Excerpted passage:
BEGIN
Tuesday, May 13, 2014

Why is Cardiopulmonary Resuscitation (CPR) Important?

 
This June, in honor of National CPR Week, the American Heart Association is calling on all Americans to learn how to give Hands-Only® CPR by watching a simple one-minute video. Once you have learned CPR, give 5 people you care and love about the same  power you just learned to help  save a life by passing on that knowledge to them to act quickly in a crisis.




Don’t be afraid; your inability to  act cannot help. If you see an unresponsive adult who is not breathing or not breathing normally, call 911 and push hard and fast on the center of the chest.


CRP CertificationWHY LEARN CPR?
END
Available data:
BEGIN
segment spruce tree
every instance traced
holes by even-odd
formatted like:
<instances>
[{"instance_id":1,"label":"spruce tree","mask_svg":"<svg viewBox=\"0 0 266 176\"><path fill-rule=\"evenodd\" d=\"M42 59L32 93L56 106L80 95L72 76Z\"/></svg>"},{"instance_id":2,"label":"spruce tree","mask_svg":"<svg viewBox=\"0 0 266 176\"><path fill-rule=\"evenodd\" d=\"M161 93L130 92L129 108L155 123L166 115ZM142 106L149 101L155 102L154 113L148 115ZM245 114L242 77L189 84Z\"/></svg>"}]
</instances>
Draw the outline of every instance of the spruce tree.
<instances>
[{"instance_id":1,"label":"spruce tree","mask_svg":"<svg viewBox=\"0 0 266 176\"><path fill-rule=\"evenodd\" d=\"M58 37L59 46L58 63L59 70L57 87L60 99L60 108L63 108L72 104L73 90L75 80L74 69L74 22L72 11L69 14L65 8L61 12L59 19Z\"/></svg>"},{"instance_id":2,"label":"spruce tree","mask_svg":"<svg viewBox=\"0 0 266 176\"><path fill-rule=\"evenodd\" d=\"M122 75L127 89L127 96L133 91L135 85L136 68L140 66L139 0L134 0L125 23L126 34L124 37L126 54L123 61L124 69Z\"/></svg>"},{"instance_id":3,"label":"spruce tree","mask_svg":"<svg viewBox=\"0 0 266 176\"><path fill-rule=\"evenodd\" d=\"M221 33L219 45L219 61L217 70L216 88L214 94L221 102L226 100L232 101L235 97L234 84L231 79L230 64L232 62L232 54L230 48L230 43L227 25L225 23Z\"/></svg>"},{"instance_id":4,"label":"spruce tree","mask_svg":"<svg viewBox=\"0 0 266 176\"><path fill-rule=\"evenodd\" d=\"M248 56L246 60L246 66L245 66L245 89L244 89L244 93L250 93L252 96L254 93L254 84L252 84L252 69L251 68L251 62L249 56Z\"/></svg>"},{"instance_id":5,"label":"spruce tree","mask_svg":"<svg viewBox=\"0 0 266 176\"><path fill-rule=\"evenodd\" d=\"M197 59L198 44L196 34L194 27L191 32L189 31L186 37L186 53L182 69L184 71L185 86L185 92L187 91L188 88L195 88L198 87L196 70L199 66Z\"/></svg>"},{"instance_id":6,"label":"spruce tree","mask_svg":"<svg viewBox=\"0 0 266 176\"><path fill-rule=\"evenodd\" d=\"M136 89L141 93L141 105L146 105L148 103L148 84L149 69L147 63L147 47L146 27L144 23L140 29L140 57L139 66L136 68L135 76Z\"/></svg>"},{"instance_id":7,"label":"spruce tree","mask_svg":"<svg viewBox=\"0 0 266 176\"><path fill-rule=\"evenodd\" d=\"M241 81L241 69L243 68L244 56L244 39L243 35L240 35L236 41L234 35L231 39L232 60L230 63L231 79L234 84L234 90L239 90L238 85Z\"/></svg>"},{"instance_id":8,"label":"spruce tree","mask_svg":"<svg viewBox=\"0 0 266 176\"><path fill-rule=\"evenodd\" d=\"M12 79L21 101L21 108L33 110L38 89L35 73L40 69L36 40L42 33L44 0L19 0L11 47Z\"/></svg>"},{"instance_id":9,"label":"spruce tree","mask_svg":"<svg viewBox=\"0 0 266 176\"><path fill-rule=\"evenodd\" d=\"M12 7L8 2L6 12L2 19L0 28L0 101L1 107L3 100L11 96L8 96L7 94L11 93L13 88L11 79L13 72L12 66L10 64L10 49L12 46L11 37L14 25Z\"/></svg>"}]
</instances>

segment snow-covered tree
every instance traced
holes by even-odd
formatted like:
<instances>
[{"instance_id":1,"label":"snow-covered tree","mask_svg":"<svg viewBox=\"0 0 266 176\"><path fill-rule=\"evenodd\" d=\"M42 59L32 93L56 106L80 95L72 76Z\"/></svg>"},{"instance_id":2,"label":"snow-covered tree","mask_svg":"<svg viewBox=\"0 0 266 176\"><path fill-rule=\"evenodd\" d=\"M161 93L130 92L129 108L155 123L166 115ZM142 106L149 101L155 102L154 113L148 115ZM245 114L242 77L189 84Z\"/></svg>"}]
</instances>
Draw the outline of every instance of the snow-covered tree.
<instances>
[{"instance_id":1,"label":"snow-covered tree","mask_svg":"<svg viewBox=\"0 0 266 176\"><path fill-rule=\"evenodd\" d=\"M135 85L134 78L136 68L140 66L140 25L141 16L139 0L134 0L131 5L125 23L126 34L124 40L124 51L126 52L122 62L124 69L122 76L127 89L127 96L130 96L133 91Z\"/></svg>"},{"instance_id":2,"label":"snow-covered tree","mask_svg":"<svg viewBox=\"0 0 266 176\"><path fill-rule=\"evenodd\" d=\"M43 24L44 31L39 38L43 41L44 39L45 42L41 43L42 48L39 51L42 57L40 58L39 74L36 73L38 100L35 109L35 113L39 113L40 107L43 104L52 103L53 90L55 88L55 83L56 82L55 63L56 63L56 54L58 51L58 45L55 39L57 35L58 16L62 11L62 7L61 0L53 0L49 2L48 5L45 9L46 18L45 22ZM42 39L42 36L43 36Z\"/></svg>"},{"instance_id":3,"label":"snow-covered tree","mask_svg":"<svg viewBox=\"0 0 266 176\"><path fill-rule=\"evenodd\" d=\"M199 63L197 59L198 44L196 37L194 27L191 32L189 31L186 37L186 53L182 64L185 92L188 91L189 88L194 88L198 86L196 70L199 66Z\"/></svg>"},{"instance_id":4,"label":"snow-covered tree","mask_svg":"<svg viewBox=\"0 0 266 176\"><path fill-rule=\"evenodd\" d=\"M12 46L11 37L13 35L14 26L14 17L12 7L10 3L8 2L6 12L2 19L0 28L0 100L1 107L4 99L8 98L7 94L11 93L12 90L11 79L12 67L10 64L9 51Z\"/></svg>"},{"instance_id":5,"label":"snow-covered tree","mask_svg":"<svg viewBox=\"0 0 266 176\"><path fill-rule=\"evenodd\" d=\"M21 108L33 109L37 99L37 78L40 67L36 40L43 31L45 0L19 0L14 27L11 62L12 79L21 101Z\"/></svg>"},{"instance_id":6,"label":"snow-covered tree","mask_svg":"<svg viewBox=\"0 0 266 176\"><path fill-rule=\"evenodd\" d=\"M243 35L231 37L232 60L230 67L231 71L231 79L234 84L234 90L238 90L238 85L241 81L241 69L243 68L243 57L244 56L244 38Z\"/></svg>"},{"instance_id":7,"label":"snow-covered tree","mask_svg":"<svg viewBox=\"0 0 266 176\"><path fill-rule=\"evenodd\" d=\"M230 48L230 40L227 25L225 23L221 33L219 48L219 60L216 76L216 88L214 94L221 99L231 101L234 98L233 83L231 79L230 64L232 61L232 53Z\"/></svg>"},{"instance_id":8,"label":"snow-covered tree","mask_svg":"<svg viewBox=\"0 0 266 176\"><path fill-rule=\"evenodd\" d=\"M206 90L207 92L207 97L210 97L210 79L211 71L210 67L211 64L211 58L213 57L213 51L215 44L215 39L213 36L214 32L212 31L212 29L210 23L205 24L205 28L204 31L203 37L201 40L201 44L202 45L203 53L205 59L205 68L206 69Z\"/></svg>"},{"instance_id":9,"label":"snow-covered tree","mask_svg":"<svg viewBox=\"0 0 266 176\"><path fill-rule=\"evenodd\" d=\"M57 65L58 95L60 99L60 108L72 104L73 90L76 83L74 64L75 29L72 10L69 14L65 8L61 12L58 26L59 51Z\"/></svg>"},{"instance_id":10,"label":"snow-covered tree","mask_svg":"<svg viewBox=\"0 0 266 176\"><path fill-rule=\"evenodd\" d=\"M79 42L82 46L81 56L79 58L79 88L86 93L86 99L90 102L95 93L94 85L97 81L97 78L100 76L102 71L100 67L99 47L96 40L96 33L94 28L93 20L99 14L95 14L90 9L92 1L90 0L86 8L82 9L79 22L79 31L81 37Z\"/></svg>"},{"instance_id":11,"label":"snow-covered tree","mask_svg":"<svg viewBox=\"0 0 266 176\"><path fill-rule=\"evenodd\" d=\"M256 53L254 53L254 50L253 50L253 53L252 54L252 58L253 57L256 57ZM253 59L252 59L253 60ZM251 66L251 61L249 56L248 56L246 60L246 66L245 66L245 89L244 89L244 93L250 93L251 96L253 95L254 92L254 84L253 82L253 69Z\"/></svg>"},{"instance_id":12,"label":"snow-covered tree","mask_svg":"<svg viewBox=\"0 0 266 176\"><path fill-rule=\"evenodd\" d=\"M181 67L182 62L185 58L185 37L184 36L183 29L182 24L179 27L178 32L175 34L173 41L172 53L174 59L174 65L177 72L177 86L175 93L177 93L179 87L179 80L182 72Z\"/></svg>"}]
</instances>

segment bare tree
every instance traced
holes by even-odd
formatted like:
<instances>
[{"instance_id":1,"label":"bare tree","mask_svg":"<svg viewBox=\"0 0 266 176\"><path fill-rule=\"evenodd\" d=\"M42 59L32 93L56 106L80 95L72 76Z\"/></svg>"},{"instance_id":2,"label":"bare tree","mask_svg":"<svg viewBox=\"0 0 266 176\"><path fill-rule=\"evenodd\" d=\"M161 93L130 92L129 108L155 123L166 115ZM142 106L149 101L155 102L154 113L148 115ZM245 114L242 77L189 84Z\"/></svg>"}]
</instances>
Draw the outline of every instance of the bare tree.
END
Brief A: List every number written in digits in the CPR post.
Brief B: Pick up the CPR post where it ends and keep writing it.
The records come from a separate source and have no connection to the CPR post.

Answer area A: 13, 2014, 5, 911

Answer area B:
Cardiac arrests are more common than you think, and they can happen to anyone at any time.  More than 383,000 out-of-hospital sudden cardiac arrests occur annually, and 88 percent of those cardiac arrests occur at home. Most victims appear healthy with no known heart disease or other risk factors. Sudden cardiac arrest is not the same as a heart attack. Sudden cardiac arrest happens when the electrical impulses in the heart become rapid or chaotic, which will cause the heart to suddenly stop beating. A heart attack occurs when the blood supply to part of the heart muscle is blocked. A heart attack may cause cardiac arrest.


Sudden Cardiac Arrest? (SCA)
What is an SCA? Sudden Cardiac Arrest (SCA) is a condition in which the heart suddenly and unexpectedly stops beating. If this happens, blood stops flowing to the brain and other vital organs. This is different than a Heart Attack or Myocardial Infarction (MI).  Regretfully, 70 percent of Americans seem to be very uncomfortable during a cardiac emergency because they either do not know how to administer CPR or their training has significantly lapsed. This unforgiving statistic may some day hit close to home, because home is exactly where 88 percent of cardiac arrests occur. Put very simply: The life you save with CPR is mostly likely to be someone you love.


WHO CAN YOU SAVE WITH CPR?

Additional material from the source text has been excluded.